**EXERCISE AIM:**
Exclude pictures; retype the lines below from the line containing "narrow leaf in the photograph above." through the end of the records, both ends kept.

Excerpts of pointing data:
== == ==
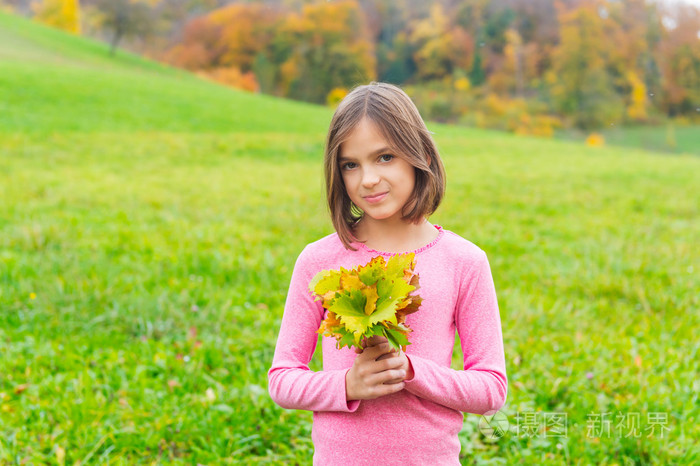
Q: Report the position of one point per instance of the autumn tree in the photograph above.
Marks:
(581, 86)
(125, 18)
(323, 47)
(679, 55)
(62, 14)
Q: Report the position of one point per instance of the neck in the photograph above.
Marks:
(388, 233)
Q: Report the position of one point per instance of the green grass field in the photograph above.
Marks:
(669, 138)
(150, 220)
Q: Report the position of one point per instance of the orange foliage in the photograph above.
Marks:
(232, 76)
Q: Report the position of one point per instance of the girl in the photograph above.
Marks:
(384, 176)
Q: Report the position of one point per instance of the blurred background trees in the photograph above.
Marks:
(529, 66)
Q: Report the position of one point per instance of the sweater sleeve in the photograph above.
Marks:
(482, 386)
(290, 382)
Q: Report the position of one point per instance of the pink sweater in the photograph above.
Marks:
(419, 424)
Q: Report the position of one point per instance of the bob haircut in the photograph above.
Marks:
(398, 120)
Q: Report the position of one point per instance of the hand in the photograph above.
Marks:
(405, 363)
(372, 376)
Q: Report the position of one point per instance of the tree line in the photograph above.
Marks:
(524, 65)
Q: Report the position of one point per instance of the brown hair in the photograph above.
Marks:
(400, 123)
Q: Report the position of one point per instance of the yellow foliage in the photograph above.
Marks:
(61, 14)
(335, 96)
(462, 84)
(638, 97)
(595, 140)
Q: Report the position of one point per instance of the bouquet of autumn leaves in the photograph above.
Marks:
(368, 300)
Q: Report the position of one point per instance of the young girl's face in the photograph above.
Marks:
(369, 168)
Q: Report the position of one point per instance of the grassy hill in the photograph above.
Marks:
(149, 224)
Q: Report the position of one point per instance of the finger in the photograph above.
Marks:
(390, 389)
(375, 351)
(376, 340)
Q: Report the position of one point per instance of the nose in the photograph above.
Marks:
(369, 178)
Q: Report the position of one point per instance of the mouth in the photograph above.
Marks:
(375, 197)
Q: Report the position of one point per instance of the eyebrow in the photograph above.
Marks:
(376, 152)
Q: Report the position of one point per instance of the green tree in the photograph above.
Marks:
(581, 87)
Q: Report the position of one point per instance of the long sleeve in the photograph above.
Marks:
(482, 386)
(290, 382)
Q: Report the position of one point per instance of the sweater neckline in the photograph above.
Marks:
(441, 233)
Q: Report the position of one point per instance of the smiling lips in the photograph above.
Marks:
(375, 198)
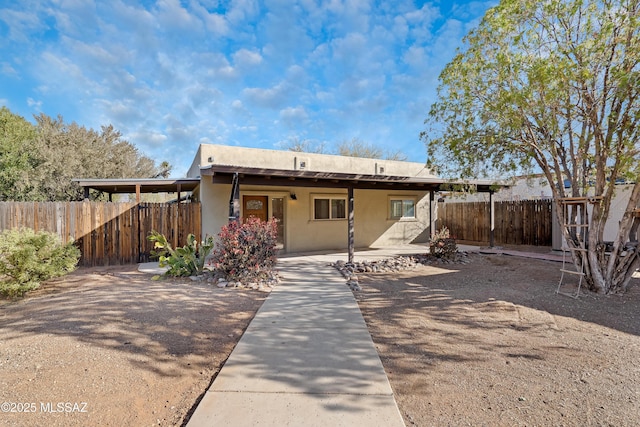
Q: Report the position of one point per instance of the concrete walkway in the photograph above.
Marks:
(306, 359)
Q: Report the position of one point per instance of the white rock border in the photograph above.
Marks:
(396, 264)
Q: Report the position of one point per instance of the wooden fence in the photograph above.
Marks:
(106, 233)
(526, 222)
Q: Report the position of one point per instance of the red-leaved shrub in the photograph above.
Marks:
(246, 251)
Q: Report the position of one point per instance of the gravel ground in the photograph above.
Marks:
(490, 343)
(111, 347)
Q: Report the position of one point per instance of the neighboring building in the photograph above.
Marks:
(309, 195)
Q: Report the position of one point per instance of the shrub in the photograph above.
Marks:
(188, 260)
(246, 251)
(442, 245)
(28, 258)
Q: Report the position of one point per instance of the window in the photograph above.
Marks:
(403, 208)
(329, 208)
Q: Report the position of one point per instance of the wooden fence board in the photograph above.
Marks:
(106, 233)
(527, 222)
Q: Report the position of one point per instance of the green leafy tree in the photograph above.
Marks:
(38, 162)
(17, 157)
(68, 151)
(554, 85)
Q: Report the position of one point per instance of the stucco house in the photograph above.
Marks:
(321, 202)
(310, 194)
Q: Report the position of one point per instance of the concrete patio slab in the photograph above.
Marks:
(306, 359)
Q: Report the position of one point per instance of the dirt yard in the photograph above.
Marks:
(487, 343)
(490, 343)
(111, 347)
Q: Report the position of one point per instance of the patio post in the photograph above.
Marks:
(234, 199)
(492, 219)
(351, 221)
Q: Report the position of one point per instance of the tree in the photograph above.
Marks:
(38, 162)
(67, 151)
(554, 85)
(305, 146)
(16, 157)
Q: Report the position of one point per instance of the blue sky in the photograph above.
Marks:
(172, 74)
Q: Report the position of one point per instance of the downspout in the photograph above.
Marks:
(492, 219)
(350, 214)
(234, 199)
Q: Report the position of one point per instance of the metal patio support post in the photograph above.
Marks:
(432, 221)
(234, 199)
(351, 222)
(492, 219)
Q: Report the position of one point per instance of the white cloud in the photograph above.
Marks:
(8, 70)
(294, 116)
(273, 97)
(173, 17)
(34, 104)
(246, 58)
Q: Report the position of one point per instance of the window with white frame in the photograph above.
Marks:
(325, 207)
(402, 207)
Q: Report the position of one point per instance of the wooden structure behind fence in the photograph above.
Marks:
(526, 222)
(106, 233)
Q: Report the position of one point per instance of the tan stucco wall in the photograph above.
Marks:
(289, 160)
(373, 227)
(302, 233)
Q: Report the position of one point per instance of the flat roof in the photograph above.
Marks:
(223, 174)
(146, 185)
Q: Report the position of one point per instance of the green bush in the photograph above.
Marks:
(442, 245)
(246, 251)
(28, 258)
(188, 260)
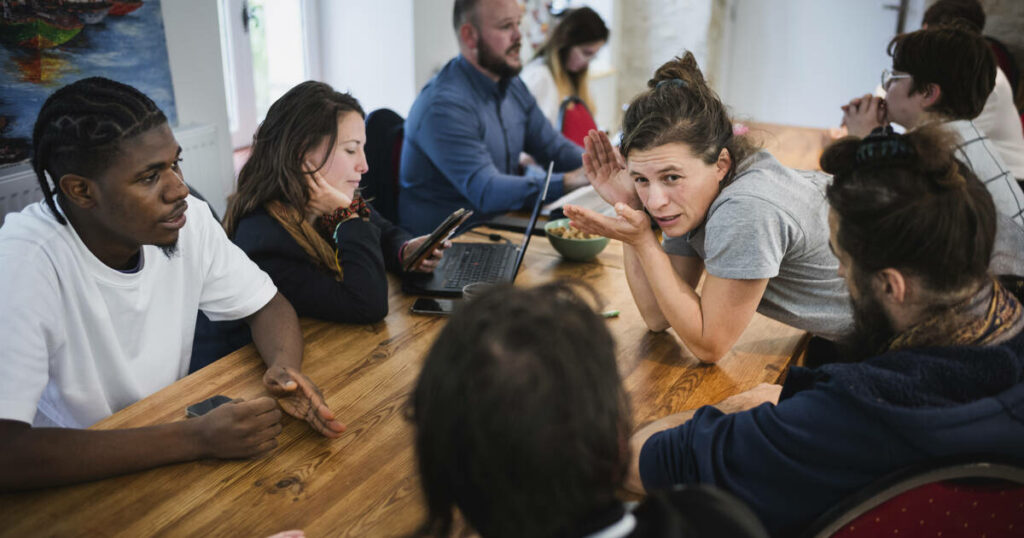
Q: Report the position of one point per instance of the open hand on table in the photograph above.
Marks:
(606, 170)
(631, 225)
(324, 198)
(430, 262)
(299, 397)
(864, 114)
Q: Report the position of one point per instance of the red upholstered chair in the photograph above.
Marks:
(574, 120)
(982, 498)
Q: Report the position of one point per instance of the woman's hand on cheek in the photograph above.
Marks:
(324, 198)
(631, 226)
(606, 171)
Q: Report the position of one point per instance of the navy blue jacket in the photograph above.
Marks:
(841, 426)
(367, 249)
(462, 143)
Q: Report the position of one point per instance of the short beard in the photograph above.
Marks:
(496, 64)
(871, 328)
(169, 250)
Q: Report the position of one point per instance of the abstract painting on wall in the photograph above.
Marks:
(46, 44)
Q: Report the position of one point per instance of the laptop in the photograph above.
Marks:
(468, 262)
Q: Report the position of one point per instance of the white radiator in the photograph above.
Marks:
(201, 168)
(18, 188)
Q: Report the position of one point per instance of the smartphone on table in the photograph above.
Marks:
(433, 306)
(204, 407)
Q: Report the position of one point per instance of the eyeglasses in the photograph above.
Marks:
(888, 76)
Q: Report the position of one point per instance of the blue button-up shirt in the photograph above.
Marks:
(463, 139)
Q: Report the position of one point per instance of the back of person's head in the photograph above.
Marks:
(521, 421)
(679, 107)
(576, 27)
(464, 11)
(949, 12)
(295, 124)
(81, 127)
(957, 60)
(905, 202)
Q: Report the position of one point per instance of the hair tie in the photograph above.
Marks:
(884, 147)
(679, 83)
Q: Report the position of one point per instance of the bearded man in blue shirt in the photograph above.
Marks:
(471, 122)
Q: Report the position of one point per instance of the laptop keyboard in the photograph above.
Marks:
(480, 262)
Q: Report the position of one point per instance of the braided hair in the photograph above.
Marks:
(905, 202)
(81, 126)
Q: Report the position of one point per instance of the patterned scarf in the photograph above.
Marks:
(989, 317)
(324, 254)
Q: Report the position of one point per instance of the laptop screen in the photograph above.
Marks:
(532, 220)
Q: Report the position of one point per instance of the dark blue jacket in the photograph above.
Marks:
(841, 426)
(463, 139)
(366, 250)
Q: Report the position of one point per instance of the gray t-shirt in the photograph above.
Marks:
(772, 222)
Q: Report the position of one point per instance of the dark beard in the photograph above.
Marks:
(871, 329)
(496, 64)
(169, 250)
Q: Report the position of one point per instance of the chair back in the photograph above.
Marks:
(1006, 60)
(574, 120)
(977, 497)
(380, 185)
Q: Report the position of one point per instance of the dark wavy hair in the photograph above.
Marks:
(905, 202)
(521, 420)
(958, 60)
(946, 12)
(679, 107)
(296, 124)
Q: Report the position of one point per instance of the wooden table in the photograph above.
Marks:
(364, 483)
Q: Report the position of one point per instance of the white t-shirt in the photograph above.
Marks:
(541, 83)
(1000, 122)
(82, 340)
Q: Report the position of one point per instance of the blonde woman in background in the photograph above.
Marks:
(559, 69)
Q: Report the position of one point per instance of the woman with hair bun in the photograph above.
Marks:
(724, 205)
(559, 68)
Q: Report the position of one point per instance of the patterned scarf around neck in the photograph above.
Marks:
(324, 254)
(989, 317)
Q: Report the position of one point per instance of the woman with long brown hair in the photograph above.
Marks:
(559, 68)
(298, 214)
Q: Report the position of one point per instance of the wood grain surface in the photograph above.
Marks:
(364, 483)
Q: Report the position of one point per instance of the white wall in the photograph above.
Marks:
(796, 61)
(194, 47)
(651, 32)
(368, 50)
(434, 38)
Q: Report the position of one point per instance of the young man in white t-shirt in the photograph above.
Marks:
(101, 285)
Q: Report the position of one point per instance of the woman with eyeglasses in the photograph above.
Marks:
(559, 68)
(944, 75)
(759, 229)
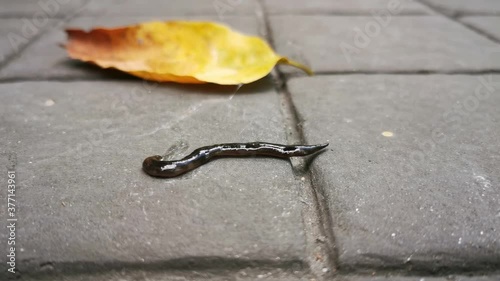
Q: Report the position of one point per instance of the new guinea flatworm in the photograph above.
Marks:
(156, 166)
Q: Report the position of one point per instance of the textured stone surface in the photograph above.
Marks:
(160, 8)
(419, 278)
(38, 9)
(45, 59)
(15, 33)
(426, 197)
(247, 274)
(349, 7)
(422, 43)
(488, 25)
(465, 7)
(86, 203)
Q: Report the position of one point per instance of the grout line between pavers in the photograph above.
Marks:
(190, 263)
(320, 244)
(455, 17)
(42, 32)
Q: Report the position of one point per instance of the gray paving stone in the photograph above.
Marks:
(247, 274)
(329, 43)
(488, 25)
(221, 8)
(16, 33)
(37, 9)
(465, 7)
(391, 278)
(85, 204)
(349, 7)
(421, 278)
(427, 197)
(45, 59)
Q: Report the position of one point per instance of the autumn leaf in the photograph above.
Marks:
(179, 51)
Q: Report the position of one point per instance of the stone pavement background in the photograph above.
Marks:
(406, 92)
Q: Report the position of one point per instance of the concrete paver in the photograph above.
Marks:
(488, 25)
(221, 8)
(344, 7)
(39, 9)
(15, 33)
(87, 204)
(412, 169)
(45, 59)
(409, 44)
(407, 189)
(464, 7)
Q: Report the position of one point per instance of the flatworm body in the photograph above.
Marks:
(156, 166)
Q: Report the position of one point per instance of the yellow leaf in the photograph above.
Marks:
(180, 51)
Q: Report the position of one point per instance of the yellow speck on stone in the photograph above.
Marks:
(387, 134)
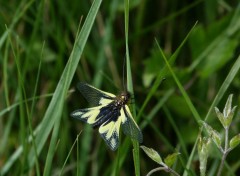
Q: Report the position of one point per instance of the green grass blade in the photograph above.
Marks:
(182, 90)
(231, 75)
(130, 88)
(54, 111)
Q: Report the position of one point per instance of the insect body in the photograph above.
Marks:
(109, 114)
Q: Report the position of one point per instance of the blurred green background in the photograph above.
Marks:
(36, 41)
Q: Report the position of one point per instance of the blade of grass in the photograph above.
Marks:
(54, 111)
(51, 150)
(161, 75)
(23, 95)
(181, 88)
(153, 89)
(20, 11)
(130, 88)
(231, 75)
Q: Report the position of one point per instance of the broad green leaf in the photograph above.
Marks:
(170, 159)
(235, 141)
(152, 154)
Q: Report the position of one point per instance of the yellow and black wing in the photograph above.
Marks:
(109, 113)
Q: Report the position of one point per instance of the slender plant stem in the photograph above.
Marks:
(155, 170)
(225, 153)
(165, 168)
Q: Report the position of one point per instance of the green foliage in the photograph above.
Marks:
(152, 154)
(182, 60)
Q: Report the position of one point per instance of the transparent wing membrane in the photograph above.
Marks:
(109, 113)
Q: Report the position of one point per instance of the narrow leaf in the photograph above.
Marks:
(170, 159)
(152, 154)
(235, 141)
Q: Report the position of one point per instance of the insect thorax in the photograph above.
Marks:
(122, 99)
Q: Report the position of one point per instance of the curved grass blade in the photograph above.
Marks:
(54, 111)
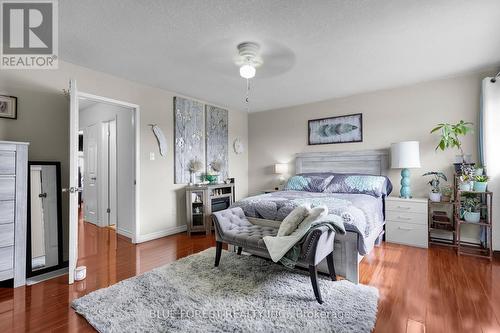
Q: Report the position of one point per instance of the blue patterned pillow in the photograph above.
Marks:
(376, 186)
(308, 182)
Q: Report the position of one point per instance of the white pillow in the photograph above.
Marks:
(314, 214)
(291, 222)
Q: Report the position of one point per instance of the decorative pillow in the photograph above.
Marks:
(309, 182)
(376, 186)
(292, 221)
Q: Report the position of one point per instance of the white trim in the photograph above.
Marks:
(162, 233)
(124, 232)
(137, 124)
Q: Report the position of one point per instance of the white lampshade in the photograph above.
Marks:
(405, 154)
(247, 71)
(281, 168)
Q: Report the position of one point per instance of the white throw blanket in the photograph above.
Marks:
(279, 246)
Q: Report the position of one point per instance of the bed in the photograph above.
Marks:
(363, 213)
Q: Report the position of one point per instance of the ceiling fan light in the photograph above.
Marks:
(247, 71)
== == ==
**COMPLETED TASK:**
Q: Report the position of one point per instance of the narrow leaf in the photograph above.
Marks:
(170, 159)
(152, 154)
(235, 141)
Q: Report the position of one point per instance of the insect thorax in the photograph above.
Marks:
(122, 99)
Q: Report the position of one point per instance of the curved grass blade in the photograph above.
Marks:
(54, 111)
Q: Report the position of one point per instance of the blue patterned pillow in the photograph above.
Marks:
(376, 186)
(308, 182)
Q: Report the position of one point per instance of the white pillow in the photograph above.
Marks:
(314, 214)
(291, 222)
Q: Report the position of one point per instance of the decorative pillow in the photograph above.
Marks:
(309, 182)
(376, 186)
(292, 221)
Q: Report the position of one point per instance of the white trim in the photograph above.
Marks:
(162, 233)
(124, 232)
(137, 124)
Q: Report the position of one point per instance of the white lampshade in the photograph above.
Marks:
(405, 154)
(247, 71)
(281, 168)
Q: Report the position of one point per instance of the white throw blanket in the photograph above.
Marks:
(279, 246)
Q: Report the position of one point per instance of the bed in the photograph above.
Marks:
(363, 213)
Q: Report the position of one point per instance of the ceiling fan light in the photograph above.
Marks:
(247, 71)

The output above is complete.